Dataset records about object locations
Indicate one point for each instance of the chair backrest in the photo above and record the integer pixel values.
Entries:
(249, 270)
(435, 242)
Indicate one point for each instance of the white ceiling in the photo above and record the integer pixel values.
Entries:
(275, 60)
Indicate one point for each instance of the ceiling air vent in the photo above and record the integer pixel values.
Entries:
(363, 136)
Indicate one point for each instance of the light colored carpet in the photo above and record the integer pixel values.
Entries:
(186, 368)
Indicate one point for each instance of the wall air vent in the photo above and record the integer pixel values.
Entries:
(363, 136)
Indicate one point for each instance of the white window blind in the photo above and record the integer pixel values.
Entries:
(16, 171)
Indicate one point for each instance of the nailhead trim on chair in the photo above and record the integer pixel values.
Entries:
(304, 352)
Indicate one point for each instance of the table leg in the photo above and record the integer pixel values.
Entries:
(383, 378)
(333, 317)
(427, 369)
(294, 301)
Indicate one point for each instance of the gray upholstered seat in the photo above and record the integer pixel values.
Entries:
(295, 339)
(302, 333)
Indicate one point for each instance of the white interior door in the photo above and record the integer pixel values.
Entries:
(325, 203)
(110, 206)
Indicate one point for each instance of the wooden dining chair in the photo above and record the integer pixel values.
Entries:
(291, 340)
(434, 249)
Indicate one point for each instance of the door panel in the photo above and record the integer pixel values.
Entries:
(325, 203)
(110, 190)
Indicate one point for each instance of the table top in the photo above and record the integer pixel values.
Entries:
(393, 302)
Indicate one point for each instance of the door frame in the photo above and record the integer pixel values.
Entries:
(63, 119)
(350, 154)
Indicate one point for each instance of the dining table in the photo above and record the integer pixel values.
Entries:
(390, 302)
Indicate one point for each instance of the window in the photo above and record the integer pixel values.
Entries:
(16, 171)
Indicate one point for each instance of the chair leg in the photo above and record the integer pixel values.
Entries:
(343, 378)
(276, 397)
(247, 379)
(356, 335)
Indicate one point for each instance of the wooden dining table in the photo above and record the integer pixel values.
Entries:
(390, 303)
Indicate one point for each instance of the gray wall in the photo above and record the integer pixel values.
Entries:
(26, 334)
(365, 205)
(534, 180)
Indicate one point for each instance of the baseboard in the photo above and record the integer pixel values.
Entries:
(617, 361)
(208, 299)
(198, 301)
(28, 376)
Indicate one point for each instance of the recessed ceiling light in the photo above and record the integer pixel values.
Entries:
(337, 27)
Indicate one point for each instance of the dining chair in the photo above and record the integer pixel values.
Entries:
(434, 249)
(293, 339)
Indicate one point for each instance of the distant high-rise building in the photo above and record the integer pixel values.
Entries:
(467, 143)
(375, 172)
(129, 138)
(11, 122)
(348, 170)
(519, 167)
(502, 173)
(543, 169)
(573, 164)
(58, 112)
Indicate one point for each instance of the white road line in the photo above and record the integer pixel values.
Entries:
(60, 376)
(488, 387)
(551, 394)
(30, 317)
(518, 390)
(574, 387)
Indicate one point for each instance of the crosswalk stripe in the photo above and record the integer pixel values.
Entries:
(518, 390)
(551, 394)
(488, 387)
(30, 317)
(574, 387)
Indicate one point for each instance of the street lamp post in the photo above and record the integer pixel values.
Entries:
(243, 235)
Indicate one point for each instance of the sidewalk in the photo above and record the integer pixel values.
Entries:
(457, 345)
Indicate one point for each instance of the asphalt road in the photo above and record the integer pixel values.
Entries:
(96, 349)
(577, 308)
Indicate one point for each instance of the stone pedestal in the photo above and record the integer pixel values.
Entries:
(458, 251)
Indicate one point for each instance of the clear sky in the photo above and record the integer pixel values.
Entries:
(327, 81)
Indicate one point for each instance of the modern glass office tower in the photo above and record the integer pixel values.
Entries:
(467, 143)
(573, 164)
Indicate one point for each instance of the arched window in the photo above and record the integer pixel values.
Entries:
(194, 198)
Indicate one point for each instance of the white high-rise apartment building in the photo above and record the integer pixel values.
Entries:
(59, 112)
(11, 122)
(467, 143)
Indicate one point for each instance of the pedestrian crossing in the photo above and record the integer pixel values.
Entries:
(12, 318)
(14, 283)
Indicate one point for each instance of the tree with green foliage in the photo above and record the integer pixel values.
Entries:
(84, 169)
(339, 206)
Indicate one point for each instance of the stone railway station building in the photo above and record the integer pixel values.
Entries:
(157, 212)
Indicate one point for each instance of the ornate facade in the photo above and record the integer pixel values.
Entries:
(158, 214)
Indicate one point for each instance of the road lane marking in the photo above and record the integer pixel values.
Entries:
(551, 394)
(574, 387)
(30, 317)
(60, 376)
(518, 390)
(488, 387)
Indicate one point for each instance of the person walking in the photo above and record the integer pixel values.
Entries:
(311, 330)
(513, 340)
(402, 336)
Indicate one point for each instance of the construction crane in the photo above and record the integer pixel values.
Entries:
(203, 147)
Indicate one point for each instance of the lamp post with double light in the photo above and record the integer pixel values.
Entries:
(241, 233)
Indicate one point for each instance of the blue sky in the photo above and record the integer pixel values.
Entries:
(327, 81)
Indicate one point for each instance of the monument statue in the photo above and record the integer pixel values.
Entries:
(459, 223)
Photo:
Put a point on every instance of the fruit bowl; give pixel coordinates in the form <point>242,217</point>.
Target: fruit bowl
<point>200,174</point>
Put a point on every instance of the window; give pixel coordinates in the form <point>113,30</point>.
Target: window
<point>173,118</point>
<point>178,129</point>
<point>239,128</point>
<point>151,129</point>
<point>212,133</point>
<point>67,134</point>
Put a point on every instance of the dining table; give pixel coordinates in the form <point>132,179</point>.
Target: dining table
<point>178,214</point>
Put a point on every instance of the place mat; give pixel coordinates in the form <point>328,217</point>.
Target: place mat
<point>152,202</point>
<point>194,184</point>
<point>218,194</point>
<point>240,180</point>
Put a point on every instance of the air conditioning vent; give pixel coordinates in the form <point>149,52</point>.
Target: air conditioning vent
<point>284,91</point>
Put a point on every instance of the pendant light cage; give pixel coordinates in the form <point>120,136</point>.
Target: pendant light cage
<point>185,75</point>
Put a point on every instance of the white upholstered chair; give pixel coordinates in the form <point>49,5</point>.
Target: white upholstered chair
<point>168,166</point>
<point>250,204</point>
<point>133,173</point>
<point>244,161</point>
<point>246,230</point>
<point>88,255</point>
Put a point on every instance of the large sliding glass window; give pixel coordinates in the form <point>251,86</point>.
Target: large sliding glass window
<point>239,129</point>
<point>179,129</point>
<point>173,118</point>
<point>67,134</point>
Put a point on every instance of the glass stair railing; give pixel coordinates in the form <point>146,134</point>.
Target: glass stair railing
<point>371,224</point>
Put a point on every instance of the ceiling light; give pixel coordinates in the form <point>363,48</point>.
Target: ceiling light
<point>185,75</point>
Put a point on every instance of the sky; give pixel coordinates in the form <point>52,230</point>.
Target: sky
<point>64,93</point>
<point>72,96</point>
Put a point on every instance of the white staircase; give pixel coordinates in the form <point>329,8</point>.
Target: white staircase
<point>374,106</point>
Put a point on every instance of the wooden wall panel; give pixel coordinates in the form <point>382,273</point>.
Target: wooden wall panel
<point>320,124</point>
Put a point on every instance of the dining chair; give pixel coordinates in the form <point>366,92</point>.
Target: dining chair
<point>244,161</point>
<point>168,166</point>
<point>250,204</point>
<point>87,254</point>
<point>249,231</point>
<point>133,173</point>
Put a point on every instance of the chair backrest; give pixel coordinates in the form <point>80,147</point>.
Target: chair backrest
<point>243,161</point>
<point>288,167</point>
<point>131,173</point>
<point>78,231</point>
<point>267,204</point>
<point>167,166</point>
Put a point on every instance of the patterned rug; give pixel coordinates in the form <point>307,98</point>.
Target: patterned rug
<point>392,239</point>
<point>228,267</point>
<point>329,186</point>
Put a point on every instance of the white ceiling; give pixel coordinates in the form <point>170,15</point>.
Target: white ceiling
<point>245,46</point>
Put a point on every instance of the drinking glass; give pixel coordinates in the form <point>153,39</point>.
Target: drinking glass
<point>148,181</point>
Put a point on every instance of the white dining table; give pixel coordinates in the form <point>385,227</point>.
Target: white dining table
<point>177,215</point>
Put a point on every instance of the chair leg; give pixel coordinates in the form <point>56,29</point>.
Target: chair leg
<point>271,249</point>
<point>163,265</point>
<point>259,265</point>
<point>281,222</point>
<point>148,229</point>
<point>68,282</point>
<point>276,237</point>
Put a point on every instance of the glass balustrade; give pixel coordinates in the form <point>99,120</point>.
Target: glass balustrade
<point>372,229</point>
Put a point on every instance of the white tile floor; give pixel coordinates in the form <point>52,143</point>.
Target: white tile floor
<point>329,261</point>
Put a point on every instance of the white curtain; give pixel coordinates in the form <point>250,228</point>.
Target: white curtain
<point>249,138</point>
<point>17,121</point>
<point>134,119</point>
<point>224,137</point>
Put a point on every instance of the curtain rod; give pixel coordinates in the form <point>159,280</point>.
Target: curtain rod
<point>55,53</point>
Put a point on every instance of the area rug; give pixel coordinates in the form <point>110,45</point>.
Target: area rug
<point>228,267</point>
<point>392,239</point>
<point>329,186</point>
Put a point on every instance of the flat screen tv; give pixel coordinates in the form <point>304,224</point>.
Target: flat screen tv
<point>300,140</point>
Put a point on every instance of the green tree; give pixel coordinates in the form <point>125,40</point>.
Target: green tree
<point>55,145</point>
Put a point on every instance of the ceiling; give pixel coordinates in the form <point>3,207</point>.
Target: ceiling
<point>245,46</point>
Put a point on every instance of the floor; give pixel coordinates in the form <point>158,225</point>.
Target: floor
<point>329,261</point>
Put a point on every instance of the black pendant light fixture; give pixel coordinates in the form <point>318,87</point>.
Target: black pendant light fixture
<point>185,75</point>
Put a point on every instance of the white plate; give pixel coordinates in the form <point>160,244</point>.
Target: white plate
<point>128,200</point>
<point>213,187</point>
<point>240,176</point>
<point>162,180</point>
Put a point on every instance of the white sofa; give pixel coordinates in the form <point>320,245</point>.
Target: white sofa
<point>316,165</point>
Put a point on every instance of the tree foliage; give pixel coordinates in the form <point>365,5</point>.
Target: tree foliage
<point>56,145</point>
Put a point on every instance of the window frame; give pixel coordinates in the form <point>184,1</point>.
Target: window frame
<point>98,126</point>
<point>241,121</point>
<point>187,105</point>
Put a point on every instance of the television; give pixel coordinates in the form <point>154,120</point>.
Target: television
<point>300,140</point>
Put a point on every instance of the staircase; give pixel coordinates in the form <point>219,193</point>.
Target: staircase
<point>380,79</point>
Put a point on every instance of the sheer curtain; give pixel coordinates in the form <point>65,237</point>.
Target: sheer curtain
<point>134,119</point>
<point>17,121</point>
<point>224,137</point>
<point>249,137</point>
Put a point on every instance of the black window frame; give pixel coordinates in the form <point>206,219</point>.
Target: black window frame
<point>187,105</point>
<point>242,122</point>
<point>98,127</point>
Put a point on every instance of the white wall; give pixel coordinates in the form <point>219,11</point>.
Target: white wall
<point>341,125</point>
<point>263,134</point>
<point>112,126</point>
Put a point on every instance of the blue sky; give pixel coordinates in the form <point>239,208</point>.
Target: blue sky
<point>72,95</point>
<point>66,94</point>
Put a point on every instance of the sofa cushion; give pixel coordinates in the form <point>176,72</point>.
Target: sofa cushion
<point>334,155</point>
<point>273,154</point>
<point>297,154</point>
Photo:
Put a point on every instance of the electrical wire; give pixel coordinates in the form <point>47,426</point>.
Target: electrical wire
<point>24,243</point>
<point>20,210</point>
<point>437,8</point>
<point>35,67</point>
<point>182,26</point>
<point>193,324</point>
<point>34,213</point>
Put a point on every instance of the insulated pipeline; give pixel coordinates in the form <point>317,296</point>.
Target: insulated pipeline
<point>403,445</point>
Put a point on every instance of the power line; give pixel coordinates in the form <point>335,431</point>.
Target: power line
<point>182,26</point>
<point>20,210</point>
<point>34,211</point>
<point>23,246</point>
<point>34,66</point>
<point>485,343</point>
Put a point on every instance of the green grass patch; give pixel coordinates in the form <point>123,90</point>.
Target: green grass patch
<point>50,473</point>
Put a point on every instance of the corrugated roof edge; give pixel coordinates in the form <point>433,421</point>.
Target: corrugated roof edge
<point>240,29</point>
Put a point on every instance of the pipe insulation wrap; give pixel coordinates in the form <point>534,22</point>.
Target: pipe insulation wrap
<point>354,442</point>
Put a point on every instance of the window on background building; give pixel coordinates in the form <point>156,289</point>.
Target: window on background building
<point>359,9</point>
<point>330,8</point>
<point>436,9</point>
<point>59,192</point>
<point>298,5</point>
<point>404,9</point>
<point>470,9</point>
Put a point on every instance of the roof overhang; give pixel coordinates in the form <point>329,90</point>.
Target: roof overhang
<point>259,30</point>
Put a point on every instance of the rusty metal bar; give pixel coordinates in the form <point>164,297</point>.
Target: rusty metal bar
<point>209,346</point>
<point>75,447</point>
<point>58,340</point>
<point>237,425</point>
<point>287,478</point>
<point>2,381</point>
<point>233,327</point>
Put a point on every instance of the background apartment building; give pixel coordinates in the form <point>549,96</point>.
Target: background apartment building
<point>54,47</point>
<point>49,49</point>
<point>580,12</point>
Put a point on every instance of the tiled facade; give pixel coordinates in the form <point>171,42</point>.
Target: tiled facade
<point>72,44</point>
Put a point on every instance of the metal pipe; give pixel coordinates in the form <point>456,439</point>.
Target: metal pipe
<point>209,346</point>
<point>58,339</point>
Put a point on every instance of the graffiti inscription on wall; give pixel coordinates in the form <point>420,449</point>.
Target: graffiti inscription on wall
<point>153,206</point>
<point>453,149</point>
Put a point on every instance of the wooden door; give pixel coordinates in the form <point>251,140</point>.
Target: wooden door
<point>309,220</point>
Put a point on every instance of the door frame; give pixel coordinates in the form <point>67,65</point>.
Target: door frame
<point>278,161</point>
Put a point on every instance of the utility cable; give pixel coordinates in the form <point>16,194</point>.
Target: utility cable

__Exercise__
Extract, verbatim, the lines from the one containing "Put a point on every instance of the background" through the last line of the listing above.

__Expected answer__
Put a point on every instance of the background apartment building; give pixel coordinates in the form <point>549,96</point>.
Target: background apartment building
<point>54,47</point>
<point>49,49</point>
<point>580,12</point>
Put a point on every instance of the tiled facade; give pixel coordinates in the form <point>171,42</point>.
Target: tiled facade
<point>72,44</point>
Put a point on every instance of the metal pipe; give pixel coordinates in the form <point>456,439</point>.
Target: metal pipe
<point>209,346</point>
<point>58,339</point>
Put a point on every instance of the graffiti inscription on wall; give pixel coordinates in the form <point>420,449</point>.
Target: graffiti inscription on wall
<point>153,206</point>
<point>453,149</point>
Put a point on every instance of the wooden door; give pixel coordinates in the form <point>251,140</point>.
Target: wooden door
<point>309,220</point>
Put a point on every instance of the door frame; give pixel coordinates in the form <point>67,65</point>.
Target: door frame
<point>278,161</point>
Put a point on every instance of the utility cable; give pixel coordinates in the form <point>16,194</point>.
Target: utility cable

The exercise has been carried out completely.